In the records below, write out the lines from the line containing "the white trim" up to and including the line containing "Target: white trim on jersey", reproducing each character as it stands.

* Exercise materials *
################
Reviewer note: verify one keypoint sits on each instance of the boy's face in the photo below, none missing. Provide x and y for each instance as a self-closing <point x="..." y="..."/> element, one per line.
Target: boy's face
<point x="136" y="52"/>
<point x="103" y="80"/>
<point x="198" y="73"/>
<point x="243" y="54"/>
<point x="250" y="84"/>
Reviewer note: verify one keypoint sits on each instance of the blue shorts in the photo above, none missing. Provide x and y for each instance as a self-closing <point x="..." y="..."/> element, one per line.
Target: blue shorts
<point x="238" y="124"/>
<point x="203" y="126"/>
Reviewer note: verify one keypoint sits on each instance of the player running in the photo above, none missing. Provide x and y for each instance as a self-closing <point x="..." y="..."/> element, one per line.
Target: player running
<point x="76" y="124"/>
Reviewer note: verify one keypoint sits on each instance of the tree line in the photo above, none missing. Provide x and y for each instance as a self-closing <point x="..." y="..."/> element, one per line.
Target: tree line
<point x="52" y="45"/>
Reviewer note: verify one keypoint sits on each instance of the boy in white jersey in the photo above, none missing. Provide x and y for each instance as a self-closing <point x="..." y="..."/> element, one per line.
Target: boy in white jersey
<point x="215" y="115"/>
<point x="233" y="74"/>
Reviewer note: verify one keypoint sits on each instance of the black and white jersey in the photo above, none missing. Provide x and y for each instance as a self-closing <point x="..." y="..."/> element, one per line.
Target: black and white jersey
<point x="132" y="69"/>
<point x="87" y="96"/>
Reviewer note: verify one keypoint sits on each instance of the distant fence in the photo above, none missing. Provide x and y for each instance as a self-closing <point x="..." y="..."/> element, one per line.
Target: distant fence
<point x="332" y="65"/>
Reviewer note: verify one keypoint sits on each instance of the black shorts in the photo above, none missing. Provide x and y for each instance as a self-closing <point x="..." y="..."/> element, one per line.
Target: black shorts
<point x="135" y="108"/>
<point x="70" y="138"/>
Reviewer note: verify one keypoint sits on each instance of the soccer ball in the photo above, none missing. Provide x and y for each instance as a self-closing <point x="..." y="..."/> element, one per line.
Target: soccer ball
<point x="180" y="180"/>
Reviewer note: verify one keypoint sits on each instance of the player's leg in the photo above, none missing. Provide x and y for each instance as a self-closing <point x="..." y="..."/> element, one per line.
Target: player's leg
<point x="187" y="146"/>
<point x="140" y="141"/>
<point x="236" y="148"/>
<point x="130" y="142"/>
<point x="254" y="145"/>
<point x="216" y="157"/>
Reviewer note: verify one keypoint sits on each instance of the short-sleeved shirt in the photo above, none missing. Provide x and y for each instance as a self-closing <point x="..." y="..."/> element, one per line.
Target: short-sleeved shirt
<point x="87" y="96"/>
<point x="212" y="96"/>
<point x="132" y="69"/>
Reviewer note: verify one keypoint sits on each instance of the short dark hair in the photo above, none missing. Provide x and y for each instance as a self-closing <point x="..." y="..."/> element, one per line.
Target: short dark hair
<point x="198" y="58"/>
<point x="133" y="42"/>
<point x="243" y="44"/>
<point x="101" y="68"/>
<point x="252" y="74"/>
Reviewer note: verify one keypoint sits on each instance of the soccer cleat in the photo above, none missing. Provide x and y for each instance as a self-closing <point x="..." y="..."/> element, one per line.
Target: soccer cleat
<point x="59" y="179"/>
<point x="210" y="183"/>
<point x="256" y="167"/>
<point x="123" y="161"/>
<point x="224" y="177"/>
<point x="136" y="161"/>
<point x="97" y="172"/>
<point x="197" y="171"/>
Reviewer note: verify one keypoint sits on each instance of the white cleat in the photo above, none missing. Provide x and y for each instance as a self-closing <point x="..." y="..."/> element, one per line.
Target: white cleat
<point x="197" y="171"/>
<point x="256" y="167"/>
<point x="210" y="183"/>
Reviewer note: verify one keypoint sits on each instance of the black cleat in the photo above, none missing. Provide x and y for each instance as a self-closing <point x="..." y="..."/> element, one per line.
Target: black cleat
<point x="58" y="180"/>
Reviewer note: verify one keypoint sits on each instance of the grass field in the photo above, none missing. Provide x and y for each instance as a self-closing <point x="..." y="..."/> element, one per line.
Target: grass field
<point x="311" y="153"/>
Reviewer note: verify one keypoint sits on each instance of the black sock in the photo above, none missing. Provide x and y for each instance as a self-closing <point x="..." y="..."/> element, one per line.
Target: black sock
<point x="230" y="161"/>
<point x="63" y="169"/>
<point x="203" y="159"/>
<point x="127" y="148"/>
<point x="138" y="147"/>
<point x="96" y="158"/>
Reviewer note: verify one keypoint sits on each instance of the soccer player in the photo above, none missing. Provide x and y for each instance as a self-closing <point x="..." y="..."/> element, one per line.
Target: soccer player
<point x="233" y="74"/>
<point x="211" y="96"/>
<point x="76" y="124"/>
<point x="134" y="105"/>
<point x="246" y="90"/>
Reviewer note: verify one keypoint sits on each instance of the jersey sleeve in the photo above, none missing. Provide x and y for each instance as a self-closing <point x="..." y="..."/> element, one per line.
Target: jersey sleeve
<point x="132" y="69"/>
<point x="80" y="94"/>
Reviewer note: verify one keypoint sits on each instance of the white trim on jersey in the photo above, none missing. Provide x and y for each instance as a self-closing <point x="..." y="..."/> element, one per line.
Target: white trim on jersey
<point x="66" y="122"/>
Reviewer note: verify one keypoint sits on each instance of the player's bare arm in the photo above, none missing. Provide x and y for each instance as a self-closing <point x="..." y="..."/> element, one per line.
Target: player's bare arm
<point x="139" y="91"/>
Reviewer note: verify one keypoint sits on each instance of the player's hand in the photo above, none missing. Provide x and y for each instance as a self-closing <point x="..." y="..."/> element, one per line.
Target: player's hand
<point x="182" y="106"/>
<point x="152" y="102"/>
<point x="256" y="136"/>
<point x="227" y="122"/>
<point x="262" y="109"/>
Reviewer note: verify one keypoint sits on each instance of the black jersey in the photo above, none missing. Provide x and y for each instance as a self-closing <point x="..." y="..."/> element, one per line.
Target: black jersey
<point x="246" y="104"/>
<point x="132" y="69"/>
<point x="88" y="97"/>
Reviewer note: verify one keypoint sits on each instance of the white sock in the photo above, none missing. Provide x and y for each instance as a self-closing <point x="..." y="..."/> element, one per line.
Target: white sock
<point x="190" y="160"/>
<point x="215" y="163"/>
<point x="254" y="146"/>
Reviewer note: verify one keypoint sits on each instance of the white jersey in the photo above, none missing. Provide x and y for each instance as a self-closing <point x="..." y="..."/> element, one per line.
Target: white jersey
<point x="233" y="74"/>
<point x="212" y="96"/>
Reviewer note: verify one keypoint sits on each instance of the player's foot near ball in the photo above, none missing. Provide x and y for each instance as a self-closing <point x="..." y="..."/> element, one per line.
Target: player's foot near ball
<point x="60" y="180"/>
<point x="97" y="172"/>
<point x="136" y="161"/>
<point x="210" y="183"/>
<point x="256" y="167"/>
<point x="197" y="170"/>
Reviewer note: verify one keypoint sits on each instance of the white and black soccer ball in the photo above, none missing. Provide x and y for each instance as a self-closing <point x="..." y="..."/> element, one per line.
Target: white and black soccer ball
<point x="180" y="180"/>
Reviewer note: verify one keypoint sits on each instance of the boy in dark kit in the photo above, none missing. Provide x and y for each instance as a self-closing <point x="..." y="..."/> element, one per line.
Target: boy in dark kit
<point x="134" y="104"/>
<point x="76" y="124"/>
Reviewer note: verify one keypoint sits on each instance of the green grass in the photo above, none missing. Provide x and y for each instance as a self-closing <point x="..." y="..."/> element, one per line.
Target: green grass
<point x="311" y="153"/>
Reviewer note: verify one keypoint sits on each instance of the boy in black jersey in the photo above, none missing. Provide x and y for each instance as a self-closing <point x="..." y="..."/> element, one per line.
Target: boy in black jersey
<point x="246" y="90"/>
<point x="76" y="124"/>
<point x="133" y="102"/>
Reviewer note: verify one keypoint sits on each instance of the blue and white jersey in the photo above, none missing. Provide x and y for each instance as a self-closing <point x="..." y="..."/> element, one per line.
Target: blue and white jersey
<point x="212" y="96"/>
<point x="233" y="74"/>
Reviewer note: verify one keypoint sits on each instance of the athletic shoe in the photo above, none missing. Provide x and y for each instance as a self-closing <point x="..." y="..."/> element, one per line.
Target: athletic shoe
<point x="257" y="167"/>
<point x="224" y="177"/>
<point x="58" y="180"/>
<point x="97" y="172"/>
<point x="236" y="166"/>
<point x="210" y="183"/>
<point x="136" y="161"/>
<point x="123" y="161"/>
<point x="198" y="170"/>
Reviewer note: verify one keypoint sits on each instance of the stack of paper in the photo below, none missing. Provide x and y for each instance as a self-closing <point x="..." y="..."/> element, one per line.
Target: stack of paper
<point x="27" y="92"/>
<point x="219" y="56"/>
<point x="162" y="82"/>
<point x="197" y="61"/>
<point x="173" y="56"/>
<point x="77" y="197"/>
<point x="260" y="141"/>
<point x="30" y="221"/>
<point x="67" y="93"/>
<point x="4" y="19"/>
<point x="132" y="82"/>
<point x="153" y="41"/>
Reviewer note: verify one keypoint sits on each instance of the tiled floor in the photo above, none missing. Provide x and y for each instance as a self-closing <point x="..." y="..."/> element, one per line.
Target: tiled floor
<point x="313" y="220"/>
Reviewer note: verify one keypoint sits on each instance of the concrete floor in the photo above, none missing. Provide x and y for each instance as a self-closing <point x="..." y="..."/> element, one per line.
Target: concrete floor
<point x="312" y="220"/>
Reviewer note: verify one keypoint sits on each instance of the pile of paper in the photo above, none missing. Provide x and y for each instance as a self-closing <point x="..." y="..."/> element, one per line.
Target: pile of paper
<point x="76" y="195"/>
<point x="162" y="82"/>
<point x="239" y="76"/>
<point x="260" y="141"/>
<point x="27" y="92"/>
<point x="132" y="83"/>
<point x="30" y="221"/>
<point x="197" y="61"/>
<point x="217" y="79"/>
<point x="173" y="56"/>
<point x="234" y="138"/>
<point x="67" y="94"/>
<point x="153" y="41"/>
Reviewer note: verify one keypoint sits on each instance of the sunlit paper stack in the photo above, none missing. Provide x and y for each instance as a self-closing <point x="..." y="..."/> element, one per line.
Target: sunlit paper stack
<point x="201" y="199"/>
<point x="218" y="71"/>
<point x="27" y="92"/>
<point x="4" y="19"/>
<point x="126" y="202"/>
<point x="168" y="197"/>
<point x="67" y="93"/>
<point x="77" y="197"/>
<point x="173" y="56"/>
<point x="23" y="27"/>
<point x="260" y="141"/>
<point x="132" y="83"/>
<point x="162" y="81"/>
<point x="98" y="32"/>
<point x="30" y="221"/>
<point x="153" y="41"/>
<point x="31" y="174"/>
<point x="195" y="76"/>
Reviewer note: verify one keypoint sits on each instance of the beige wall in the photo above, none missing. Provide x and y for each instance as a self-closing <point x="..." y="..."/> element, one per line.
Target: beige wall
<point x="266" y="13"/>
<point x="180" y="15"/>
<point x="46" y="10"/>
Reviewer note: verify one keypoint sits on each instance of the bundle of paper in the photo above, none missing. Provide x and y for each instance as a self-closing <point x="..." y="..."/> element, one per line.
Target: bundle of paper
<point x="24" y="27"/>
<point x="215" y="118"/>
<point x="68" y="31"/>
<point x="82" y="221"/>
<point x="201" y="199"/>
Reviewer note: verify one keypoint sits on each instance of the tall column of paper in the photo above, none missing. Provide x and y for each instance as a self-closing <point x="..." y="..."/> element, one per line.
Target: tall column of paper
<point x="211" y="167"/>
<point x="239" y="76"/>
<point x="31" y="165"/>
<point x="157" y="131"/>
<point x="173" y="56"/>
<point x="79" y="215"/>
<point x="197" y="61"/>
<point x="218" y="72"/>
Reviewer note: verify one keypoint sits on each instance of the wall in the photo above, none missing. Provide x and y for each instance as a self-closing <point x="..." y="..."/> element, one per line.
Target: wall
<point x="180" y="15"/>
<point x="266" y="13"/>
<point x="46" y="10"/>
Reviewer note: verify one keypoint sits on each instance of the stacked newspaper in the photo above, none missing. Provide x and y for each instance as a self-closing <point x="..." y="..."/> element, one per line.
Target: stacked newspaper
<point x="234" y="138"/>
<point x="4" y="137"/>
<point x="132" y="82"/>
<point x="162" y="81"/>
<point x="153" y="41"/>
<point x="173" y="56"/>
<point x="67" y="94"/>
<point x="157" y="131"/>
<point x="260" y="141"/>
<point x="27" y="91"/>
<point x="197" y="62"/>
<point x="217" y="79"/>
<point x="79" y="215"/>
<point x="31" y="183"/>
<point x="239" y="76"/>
################
* Solution to the problem *
Reviewer note: verify one keypoint sits on each instance of the white trim on jersey in the photo above, none missing. Provide x and y for each instance as a self-closing <point x="..." y="..."/> element, one per line.
Target: white trim on jersey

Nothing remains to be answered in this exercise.